The input:
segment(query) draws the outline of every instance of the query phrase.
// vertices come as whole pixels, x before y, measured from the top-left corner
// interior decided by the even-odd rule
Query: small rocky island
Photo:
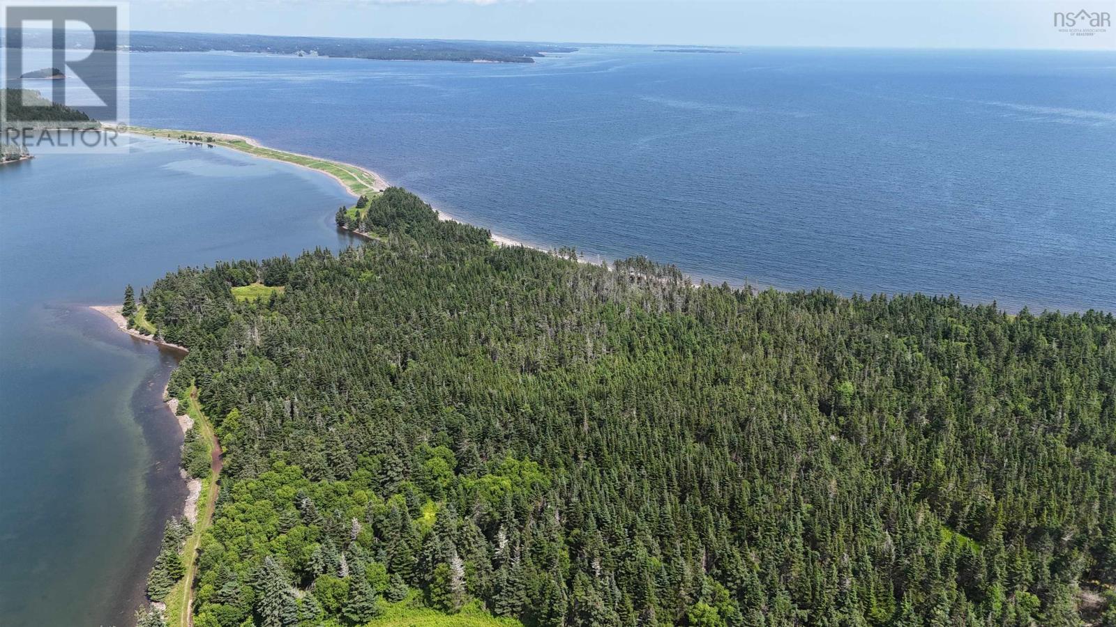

Aim: Copy out the items above word for word, leaving out the pictures.

Written reply:
segment(query) draws the outline of every instance of the query phrase.
// vertices come as whole pixels, x before y, measured from the top-left corner
// interior decided by the even-odd rule
Query: small rocky island
Photo:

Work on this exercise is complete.